#### Information provided:

--- START ---

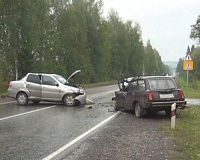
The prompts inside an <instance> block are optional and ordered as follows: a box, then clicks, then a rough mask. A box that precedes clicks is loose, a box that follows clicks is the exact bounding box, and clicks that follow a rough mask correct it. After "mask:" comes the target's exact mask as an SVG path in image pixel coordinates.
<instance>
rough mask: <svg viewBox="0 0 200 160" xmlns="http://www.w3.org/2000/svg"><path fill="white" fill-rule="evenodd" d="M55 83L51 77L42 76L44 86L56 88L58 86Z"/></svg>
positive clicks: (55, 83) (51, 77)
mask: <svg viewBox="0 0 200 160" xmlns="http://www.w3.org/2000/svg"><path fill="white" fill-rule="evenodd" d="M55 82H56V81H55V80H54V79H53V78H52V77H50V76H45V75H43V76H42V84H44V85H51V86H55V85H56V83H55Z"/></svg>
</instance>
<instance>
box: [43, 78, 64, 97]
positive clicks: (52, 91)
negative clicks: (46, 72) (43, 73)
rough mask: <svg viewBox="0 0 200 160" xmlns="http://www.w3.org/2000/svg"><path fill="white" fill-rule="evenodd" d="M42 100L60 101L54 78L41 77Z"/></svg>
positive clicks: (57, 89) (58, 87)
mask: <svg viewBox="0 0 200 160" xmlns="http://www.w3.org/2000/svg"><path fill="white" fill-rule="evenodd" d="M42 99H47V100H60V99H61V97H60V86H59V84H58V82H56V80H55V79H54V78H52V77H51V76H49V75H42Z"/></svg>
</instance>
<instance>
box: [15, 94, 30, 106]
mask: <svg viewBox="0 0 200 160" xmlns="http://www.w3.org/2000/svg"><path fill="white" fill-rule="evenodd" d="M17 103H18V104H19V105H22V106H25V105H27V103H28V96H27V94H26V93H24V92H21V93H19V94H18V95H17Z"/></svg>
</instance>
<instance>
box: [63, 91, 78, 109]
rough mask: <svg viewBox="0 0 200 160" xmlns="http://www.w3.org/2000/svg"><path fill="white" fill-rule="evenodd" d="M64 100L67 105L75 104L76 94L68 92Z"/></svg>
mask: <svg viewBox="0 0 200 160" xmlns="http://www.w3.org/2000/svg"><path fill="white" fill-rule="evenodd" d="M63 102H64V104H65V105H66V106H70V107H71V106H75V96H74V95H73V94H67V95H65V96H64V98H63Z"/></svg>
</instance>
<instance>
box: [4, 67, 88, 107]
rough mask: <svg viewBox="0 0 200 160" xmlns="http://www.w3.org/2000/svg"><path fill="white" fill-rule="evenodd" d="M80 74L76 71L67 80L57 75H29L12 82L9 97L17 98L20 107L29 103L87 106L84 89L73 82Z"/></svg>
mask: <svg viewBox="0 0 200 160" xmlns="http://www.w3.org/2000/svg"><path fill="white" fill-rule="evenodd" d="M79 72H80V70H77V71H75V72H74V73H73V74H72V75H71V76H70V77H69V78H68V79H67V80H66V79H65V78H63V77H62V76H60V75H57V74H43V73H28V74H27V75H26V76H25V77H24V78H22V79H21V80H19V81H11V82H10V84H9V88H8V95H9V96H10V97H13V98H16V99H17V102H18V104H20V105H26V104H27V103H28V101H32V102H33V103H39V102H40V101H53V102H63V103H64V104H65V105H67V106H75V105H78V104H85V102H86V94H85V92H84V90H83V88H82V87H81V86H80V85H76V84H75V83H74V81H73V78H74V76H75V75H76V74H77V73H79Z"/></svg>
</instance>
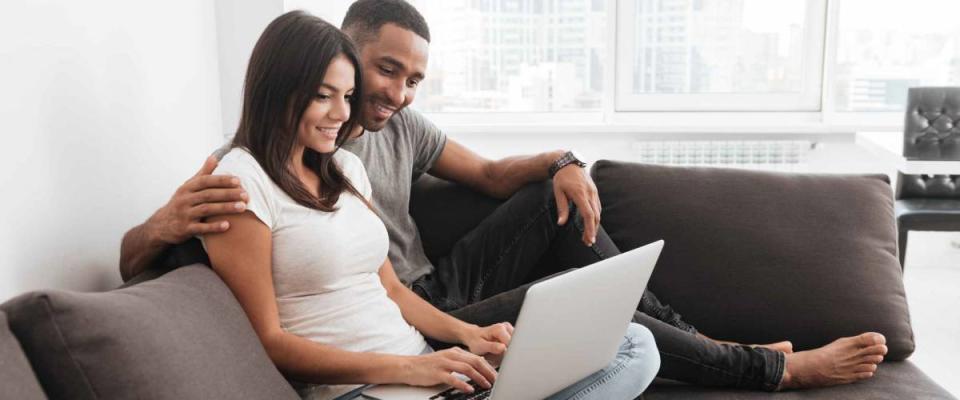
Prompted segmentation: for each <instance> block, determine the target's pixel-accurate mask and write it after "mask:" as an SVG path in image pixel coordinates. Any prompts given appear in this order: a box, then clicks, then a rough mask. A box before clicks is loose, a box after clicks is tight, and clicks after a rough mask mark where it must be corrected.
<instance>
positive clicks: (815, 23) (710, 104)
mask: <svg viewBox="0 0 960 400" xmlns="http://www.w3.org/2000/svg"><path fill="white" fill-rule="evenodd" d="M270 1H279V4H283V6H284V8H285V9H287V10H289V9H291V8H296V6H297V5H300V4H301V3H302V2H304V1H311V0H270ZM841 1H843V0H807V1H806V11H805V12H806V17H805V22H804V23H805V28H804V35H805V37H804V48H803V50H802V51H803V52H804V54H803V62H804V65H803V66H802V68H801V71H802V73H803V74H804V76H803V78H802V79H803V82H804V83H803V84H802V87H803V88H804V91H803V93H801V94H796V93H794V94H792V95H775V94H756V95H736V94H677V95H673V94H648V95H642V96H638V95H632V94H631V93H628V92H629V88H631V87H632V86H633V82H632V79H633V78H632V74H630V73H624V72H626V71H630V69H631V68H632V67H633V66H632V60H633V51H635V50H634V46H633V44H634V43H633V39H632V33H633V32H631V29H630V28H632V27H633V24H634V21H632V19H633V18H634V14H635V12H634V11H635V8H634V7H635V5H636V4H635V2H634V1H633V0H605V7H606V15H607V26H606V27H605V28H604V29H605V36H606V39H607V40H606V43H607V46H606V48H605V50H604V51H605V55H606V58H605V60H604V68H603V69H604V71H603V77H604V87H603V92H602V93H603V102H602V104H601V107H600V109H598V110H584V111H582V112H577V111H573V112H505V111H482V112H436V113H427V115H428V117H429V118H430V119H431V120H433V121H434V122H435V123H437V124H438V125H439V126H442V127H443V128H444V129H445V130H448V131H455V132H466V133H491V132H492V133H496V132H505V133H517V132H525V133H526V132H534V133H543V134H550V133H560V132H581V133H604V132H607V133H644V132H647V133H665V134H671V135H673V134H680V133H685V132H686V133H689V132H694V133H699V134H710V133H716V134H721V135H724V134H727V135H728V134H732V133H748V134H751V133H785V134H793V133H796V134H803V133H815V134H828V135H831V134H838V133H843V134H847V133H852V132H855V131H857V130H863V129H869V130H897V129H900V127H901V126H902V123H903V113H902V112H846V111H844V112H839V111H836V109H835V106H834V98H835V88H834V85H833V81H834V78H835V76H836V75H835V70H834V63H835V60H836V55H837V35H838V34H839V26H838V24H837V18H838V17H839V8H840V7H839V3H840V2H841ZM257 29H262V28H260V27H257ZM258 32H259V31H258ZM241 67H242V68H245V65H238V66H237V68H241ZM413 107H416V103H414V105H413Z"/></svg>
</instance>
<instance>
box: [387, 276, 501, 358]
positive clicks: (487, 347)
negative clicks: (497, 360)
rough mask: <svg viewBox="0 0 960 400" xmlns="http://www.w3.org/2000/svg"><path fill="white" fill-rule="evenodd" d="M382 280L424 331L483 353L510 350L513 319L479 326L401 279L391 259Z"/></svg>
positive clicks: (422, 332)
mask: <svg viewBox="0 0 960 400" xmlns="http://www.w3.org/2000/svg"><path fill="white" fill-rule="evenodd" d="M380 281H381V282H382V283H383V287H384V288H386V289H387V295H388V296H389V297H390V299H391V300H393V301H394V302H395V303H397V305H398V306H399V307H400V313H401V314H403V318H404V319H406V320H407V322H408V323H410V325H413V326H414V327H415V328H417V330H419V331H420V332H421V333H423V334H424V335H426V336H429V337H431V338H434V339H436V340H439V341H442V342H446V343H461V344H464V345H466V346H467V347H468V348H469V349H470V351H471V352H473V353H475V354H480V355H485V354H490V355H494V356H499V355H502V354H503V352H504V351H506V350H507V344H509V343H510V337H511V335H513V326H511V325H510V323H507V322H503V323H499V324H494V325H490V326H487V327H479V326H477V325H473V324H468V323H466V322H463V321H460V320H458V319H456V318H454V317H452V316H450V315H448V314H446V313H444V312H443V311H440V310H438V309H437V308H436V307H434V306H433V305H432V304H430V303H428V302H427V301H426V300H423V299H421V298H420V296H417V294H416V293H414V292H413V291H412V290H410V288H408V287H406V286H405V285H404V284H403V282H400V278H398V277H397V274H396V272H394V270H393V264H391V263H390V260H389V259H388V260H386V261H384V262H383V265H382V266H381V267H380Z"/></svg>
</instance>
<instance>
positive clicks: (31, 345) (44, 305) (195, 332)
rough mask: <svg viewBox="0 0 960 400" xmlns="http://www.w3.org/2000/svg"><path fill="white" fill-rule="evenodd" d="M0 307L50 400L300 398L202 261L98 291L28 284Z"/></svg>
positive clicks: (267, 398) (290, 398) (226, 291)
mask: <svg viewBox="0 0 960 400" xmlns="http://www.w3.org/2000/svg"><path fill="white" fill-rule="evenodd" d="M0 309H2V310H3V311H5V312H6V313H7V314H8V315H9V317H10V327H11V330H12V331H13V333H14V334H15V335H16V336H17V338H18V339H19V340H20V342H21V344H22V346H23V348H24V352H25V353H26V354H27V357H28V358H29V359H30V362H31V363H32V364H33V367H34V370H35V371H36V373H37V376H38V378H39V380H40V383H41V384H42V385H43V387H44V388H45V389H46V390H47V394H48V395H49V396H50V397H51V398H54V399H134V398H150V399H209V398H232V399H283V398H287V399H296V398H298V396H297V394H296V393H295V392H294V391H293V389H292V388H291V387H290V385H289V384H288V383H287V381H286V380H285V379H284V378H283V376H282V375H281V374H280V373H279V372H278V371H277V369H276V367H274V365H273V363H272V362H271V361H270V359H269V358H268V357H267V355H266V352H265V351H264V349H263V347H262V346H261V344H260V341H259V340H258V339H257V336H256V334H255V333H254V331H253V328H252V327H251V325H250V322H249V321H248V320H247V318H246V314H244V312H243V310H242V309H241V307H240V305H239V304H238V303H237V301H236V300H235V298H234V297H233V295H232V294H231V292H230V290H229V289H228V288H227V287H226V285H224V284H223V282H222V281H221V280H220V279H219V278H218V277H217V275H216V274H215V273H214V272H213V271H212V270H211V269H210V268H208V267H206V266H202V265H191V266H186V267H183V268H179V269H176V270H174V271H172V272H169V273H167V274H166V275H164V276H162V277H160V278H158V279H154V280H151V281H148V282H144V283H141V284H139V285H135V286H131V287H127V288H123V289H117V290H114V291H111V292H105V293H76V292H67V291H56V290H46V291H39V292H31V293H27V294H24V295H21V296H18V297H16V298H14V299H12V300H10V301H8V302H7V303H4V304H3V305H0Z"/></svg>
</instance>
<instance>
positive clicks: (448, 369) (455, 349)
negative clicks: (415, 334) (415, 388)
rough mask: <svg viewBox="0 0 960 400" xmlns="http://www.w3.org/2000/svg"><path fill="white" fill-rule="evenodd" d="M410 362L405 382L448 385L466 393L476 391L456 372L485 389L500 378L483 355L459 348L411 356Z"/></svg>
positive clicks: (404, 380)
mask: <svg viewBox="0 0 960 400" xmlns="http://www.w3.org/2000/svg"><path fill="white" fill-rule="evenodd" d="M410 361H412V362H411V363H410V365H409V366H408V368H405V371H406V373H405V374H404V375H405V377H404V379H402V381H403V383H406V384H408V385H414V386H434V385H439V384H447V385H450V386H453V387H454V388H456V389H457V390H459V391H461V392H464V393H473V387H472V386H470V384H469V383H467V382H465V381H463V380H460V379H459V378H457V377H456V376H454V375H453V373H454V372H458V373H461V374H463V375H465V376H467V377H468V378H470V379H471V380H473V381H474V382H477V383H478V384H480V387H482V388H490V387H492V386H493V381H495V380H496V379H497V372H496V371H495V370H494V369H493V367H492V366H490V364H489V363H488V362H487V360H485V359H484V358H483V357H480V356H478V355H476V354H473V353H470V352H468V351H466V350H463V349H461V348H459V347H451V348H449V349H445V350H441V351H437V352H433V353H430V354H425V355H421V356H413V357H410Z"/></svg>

--- END ---
--- START ---

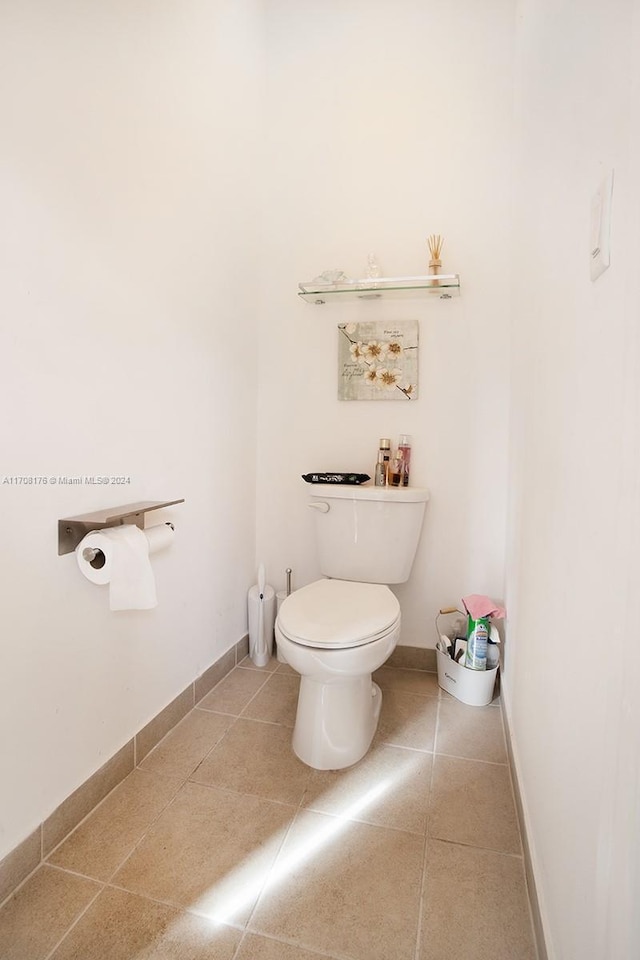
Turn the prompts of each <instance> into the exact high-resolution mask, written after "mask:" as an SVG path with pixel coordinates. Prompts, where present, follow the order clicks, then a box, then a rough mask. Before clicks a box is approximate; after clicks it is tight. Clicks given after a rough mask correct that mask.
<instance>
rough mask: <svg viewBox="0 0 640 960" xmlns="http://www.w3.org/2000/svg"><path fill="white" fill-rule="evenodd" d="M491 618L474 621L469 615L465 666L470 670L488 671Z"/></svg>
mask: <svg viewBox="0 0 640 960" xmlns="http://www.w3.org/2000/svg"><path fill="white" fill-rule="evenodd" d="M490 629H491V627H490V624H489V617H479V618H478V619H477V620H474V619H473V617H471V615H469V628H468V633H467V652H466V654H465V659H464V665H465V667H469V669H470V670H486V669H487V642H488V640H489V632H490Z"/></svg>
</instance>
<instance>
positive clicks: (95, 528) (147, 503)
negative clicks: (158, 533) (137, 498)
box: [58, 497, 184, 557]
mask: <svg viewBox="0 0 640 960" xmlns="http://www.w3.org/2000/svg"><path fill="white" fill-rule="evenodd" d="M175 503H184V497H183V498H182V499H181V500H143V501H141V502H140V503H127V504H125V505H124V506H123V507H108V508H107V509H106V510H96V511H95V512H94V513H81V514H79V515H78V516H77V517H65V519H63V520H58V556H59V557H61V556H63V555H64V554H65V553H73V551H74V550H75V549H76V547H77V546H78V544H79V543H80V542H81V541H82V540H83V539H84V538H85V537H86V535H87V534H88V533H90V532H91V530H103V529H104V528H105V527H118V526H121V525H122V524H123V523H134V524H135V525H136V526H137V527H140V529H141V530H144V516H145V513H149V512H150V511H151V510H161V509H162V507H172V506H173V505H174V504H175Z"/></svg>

--- END ---
--- START ---

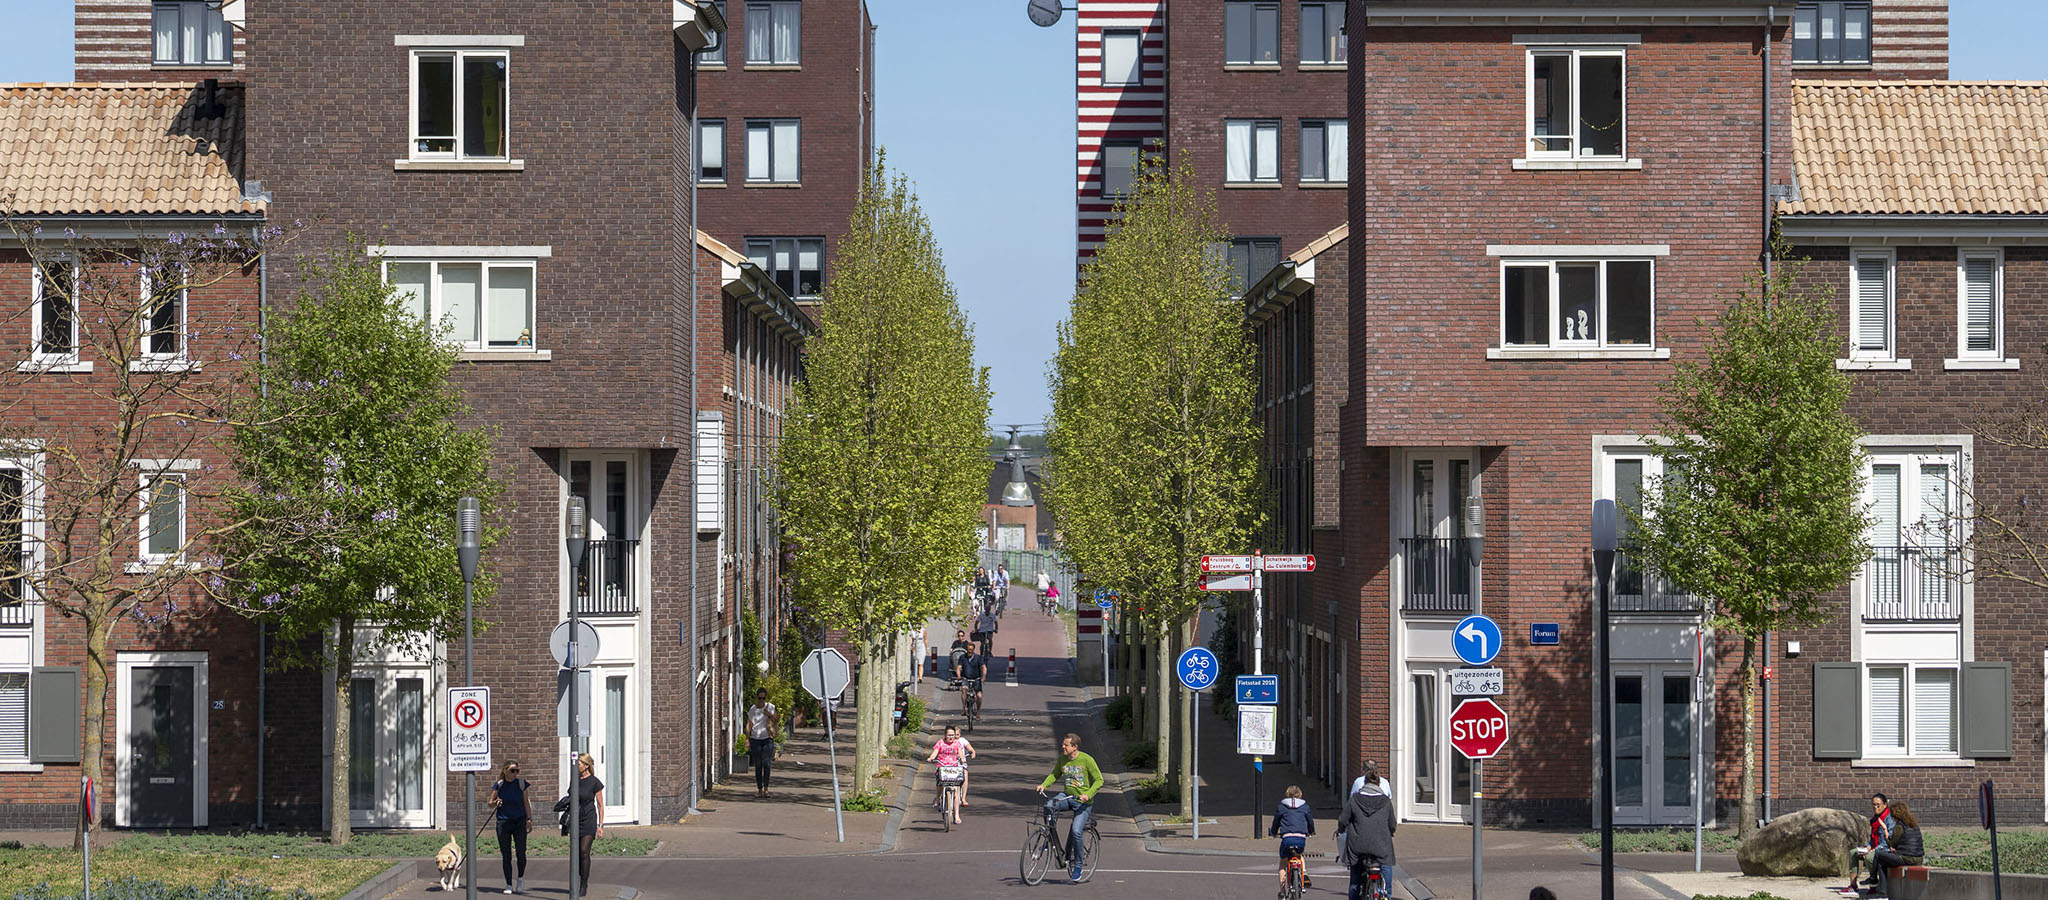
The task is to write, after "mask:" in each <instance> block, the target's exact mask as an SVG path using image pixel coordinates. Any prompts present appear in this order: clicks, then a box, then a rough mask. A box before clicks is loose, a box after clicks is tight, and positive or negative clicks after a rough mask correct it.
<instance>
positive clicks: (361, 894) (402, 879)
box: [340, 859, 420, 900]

--- END ---

#### Problem to solve:
Copy every line in the records above that contains the string "task", counting only matches with the same capitalization.

#### Output below:
The task is to write, after "mask:" in each <instance> block, the target's exact mask as an SVG path using image pixel coordinates. Any prompts present appear in this order: clicks, then a box, then a rough mask. A box before clicks is loose, a box after clicks is tight, and positive or negative clicks after a rough mask correct it.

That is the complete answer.